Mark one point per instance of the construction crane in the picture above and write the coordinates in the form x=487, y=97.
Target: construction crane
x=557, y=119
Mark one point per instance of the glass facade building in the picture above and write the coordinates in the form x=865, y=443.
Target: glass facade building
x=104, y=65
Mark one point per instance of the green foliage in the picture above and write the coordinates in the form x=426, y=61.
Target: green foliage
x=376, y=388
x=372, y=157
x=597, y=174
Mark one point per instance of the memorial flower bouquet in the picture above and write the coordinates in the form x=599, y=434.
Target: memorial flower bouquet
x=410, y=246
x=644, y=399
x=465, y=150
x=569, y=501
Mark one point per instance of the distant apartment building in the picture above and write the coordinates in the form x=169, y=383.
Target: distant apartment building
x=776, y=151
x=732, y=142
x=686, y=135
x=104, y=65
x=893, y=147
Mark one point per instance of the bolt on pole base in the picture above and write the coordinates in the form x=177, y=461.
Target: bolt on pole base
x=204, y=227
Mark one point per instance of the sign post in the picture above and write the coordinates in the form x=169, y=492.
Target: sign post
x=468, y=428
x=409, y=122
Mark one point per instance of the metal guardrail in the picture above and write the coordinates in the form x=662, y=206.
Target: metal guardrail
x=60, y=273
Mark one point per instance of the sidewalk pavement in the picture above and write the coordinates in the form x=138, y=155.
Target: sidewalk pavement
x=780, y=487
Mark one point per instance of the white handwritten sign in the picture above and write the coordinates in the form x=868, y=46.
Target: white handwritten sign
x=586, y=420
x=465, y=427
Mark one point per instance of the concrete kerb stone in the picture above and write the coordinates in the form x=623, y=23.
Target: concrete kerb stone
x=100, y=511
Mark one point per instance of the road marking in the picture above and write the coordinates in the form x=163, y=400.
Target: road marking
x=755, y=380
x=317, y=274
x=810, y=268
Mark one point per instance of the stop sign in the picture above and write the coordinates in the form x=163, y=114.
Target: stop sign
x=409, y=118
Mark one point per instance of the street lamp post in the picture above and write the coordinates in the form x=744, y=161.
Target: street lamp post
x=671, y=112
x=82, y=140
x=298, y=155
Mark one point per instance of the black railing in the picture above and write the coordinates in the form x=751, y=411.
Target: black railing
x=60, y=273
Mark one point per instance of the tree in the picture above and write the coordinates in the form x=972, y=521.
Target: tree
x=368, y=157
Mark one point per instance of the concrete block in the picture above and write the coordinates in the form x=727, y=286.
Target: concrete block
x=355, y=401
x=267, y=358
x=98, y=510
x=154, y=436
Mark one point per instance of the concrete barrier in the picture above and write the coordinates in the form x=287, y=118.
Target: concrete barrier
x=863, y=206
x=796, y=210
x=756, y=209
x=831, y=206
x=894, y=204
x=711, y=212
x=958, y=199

----------------

STATED GOAL
Output the part that opens with the line containing "Mark one point per instance of the green" and closes with the line containing "x=569, y=501" as a two-column CSV with the columns request and answer, one row per request. Put its text and its answer each in one quoted field, with line breaks turned into spaces.

OUTPUT OF THE TASK
request,answer
"Mark one point per instance of the green foliage in the picture above and write the coordinates in the form x=426, y=61. Target: green foliage","x=376, y=388 x=372, y=157 x=597, y=174"
"Mark one point per instance of the memorial flower bouquet in the picture above and write the coordinates in the form x=599, y=434. Target: memorial flower bouquet","x=410, y=246 x=644, y=399 x=465, y=150 x=569, y=501"